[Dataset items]
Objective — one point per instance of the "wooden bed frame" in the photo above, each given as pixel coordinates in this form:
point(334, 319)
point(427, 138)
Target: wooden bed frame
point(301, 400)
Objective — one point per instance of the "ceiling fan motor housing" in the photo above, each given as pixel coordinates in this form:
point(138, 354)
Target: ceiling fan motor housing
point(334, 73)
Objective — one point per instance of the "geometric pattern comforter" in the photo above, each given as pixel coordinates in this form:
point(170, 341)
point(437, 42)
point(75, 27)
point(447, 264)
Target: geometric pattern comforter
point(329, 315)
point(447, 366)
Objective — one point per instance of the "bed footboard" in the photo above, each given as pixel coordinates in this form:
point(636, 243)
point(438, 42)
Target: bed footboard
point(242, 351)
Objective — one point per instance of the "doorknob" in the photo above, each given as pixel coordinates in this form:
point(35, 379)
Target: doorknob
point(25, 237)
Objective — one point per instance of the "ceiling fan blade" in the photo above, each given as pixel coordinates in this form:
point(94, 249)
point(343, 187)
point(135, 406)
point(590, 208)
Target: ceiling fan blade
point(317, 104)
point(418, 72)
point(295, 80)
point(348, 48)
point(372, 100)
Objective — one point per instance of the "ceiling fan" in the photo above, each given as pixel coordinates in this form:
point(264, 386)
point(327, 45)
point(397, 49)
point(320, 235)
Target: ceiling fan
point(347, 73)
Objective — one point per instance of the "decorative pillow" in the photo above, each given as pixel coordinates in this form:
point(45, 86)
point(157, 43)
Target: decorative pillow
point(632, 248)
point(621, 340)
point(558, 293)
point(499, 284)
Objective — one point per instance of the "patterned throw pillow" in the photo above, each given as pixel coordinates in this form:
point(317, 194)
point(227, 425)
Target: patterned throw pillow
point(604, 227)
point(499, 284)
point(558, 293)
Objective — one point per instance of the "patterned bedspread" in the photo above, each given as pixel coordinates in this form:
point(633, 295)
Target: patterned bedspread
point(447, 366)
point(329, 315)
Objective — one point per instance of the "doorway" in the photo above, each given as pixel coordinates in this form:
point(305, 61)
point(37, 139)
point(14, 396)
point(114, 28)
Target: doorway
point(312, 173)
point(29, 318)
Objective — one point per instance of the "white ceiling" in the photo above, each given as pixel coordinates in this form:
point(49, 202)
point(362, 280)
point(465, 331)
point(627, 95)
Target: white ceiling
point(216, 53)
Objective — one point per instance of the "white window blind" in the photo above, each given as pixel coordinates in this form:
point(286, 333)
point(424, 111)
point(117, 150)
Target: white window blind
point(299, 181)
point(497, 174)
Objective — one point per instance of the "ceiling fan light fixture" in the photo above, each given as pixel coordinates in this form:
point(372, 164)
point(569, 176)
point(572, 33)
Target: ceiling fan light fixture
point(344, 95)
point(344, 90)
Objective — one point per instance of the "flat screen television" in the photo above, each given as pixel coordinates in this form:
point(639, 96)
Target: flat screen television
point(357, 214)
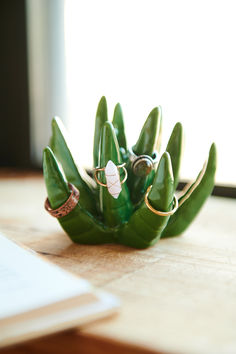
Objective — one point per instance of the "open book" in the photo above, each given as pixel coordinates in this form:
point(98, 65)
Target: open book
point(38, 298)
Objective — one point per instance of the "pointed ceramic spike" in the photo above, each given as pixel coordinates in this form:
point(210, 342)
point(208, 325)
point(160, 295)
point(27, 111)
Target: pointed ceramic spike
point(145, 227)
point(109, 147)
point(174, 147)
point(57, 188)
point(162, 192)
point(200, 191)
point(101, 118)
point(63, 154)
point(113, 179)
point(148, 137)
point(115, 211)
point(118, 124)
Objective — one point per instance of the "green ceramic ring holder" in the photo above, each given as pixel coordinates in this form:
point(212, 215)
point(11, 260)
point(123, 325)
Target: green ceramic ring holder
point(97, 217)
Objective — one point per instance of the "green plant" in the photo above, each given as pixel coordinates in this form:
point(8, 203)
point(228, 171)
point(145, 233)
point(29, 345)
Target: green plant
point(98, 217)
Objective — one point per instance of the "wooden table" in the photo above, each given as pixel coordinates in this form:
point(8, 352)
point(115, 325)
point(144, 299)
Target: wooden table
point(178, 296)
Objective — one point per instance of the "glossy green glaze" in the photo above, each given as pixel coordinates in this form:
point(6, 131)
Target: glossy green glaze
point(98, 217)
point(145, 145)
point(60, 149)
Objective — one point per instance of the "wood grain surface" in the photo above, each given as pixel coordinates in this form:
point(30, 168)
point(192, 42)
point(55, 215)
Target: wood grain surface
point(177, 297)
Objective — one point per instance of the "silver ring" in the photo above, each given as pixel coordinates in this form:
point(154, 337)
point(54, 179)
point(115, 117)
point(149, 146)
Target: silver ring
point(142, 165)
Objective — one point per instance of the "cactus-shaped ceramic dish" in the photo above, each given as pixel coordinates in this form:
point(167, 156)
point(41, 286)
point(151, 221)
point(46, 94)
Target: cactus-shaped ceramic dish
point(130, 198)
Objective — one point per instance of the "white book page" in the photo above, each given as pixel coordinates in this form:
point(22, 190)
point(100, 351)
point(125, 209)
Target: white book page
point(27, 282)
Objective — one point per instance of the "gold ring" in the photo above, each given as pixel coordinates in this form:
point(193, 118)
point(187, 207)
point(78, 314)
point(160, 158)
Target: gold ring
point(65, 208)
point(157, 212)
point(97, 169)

*What is expected*.
Change "pixel coordinates" to "image coordinates" throughout all the records above and write the lines out again with nothing else altered. Leave the pictures out of your answer.

*Answer to this exercise*.
Objective — one point per instance of the "wooden bed frame" in the photo above, each given as image coordinates in this form:
point(334, 319)
point(427, 138)
Target: wooden bed frame
point(301, 400)
Objective — one point per instance of the "ceiling fan motor housing" in the photo above, each given as image coordinates in this form:
point(138, 354)
Target: ceiling fan motor housing
point(334, 73)
Objective — one point per instance of the "geometric pattern comforter" in the photo above, each given as image coordinates in this form:
point(170, 341)
point(437, 42)
point(75, 27)
point(447, 264)
Target: geometric pattern comforter
point(329, 315)
point(447, 366)
Objective — one point per instance of the "bed footboard" in the photo above, each given as image coordinates in this form:
point(636, 243)
point(438, 42)
Target: bed footboard
point(242, 351)
Objective — one point per instance of the "doorknob" in the photo above, each given as image coordinates in this form:
point(35, 379)
Target: doorknob
point(25, 237)
Objective — one point per instance of the "ceiling fan blade" in the photo above, each given as image coordinates in this form:
point(94, 249)
point(343, 187)
point(135, 406)
point(590, 208)
Target: ceiling fan blade
point(317, 104)
point(418, 72)
point(295, 80)
point(348, 48)
point(372, 100)
Objective — one point per instance of the "ceiling fan" in the photo above, each given as image coordinates in this form:
point(264, 386)
point(327, 45)
point(397, 49)
point(320, 235)
Target: ceiling fan
point(347, 73)
Objective — one point per instance of the "decorative pillow" in the photo above, each given as image coordinates in this form:
point(45, 86)
point(157, 43)
Target: decorative pillow
point(632, 248)
point(621, 340)
point(558, 293)
point(499, 284)
Objective — one point per instance of the "patterned throw pillow" in the photo above, each given as image coordinates in this form:
point(317, 194)
point(227, 425)
Target: patterned throw pillow
point(604, 227)
point(499, 284)
point(558, 293)
Objective — one point per instance of the "patterned bedspread" in the photo above, each given as image coordinates in this form:
point(633, 295)
Target: patterned bedspread
point(447, 366)
point(329, 315)
Objective — one point per instance of the "doorway" in the photo above, each given as image coordinates in this form:
point(305, 61)
point(37, 139)
point(14, 396)
point(114, 28)
Target: doorway
point(312, 173)
point(29, 318)
Objective — one point per instance of the "white ceiling" in the photo above, each given as image coordinates in this form:
point(49, 202)
point(362, 280)
point(465, 331)
point(627, 95)
Target: white ceiling
point(216, 53)
Objective — one point per instance of the "white window blind" in the photo above, each given as image coordinates in this form:
point(286, 333)
point(424, 111)
point(117, 150)
Target: white window blind
point(299, 181)
point(497, 174)
Objective — one point per instance of the "ceiling fan light fixture" in the photo above, each given as image coordinates in this form:
point(372, 164)
point(569, 176)
point(572, 33)
Target: ceiling fan light fixture
point(344, 95)
point(344, 90)
Objective — one point per instance of the "flat screen television" in the photo above, each given as image coordinates in this form:
point(639, 96)
Target: flat screen television
point(357, 214)
Objective — one point per instance of the "open book" in the photo above, each given as image coordinates in this form:
point(98, 65)
Target: open book
point(38, 298)
Objective — one point per instance of the "pointed ceramic spike" in the photo above, each given as image coordinates in this form:
point(210, 342)
point(208, 325)
point(160, 295)
point(27, 111)
Target: pointed ceramic spike
point(145, 227)
point(109, 147)
point(174, 147)
point(57, 188)
point(162, 192)
point(200, 191)
point(101, 118)
point(63, 154)
point(113, 179)
point(148, 137)
point(115, 211)
point(118, 124)
Objective — one point per instance of the "green ceramic ring holder" in the photo above, each given as image coordinates in this form:
point(212, 215)
point(11, 260)
point(123, 325)
Target: green ceramic ring holder
point(97, 217)
Objective — one point per instance of the "green plant" in the photo above, each given as image coordinates in this form:
point(8, 203)
point(228, 171)
point(145, 233)
point(29, 345)
Target: green plant
point(98, 217)
Objective — one point per instance of the "wooden table" in the photo above, each given as image coordinates in this form:
point(8, 352)
point(115, 325)
point(144, 299)
Target: wooden table
point(178, 296)
Objective — one point per instance of the "glossy green glaze" in the photo above, each given as image coordinates in this form:
point(6, 131)
Target: glossy green glaze
point(98, 217)
point(145, 145)
point(60, 149)
Objective — one point per instance of the "wood grain surface" in the photo above, each given as image coordinates in this form:
point(30, 168)
point(192, 42)
point(55, 215)
Target: wood grain surface
point(177, 297)
Objective — one point per instance of the "silver ring" in the photo above, each given as image coordinates in this form:
point(154, 337)
point(54, 179)
point(115, 117)
point(149, 146)
Target: silver ring
point(142, 165)
Objective — one point per instance of the "cactus-shaped ceramic dish" in the photo above, each given as image coordinates in this form:
point(167, 156)
point(41, 286)
point(151, 221)
point(46, 94)
Target: cactus-shaped ceramic dish
point(130, 198)
Objective — one point per instance of the "white book page" in the photo above, each given as image coordinates in this form:
point(22, 190)
point(100, 351)
point(125, 209)
Target: white book page
point(27, 282)
Objective — one point per instance of the "gold ring" in the photo above, each given as image coordinates in this form:
point(193, 118)
point(187, 207)
point(78, 314)
point(160, 158)
Target: gold ring
point(65, 208)
point(157, 212)
point(97, 169)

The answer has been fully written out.